CONSIGNES DE L'EXERCICE
A. Traduisez en anglais cette phrase du texte de lecture : « En réalité, le diable n'a jamais quitté le confessionnal ! »
B. Redimensionnez toutes les entrées de contours étiquetés : recopiez l'ensemble de leurs lignes, commandes comprises, en multipliant par 2,25 chaque coordonnée des réponses, arrondie à l'entier le plus proche (les demis vers le haut). N'incluez pas les images dans votre réponse.

TEXTE DE LECTURE
::::

Les mots à la place des crânes rasés ! Ou de la vieille droite qui sentait le rance ! Chapeau ! c'est réussi !

Qui a oublié cette Une de Libé entre les deux tours de 2012 quand il s'agissait pour Sarkozy de tenter de coiffer Hollande sur le poteau en ouvrant les digues vers l'extrême ?

On n'a pas assez écouté le terme dédiabolisation : il fallait bien entendre qu'il y avait un diable mais en l'identifiant au père on s'en sera débarrassé, apparemment à bon compte. En réalité, le diable n'a jamais quitté le confessionnal !

Désormais la digue, qui maintenait séparées droite classique et droite extrême a rompu sans qu'on puisse trop bien savoir si cela tient à son habileté ou à la lâcheté, ivre de convoitise, du camp d'en face ; toujours est-il, à bien entendre les discours, plus grand chose ne sépare désormais le pré-carré fillonnesque de l'extrême mariniste. Recomposition du paysage politique ? Décomposition préalable en tout cas ! Celle-ci a réussi son pari : sans doute ne l'emportera-t-elle pas aujourd'hui mais ses idées, oui !

::::

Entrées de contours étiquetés
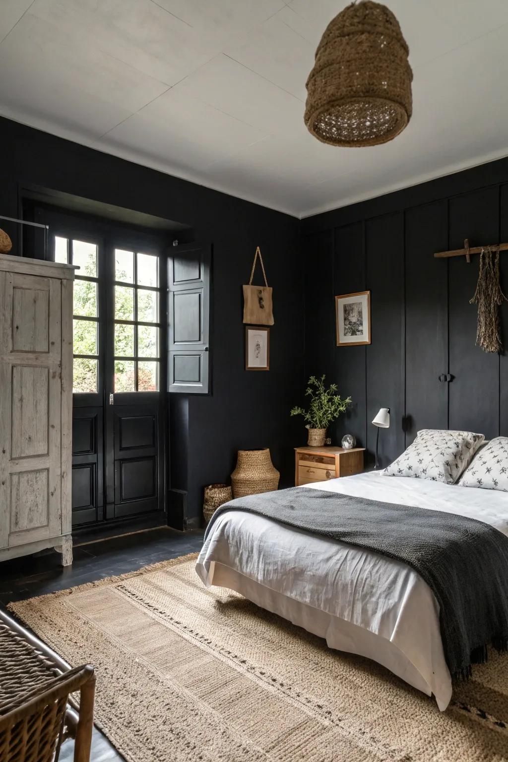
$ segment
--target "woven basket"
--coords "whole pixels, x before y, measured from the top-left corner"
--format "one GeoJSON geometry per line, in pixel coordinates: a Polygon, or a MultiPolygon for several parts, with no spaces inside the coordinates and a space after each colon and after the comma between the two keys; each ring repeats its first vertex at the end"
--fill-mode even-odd
{"type": "Polygon", "coordinates": [[[225,484],[210,484],[205,487],[205,499],[203,504],[203,515],[206,523],[210,520],[220,505],[232,498],[231,487],[225,484]]]}
{"type": "Polygon", "coordinates": [[[268,448],[239,450],[236,468],[231,475],[233,497],[270,492],[279,486],[280,477],[272,464],[268,448]]]}
{"type": "Polygon", "coordinates": [[[307,444],[310,447],[322,447],[326,439],[326,429],[308,429],[307,444]]]}
{"type": "Polygon", "coordinates": [[[12,241],[5,230],[0,228],[0,254],[8,254],[12,248],[12,241]]]}
{"type": "Polygon", "coordinates": [[[409,49],[385,5],[364,0],[331,20],[307,79],[305,122],[323,142],[376,146],[402,132],[413,110],[409,49]]]}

::::

RÉSULTATS PAR CONSIGNE
A. In reality, the devil never left the confessional!

B.
$ segment
--target "woven basket"
--coords "whole pixels, x before y, measured from the top-left corner"
--format "one GeoJSON geometry per line, in pixel coordinates: a Polygon, or a MultiPolygon for several parts, with no spaces inside the coordinates and a space after each colon and after the comma between the two keys; each ring repeats its first vertex at the end"
--fill-mode even-odd
{"type": "Polygon", "coordinates": [[[506,1089],[473,1089],[461,1096],[461,1123],[457,1134],[457,1159],[464,1177],[473,1170],[495,1136],[522,1121],[520,1096],[506,1089]]]}
{"type": "Polygon", "coordinates": [[[603,1008],[538,1013],[531,1053],[520,1069],[524,1118],[608,1107],[628,1094],[630,1073],[612,1044],[603,1008]]]}
{"type": "Polygon", "coordinates": [[[691,999],[698,1006],[725,1006],[734,988],[734,965],[693,965],[691,999]]]}
{"type": "Polygon", "coordinates": [[[27,542],[11,518],[0,513],[0,572],[18,572],[27,558],[27,542]]]}
{"type": "Polygon", "coordinates": [[[920,110],[866,11],[819,0],[745,45],[691,178],[686,275],[727,320],[846,329],[905,297],[929,248],[920,110]]]}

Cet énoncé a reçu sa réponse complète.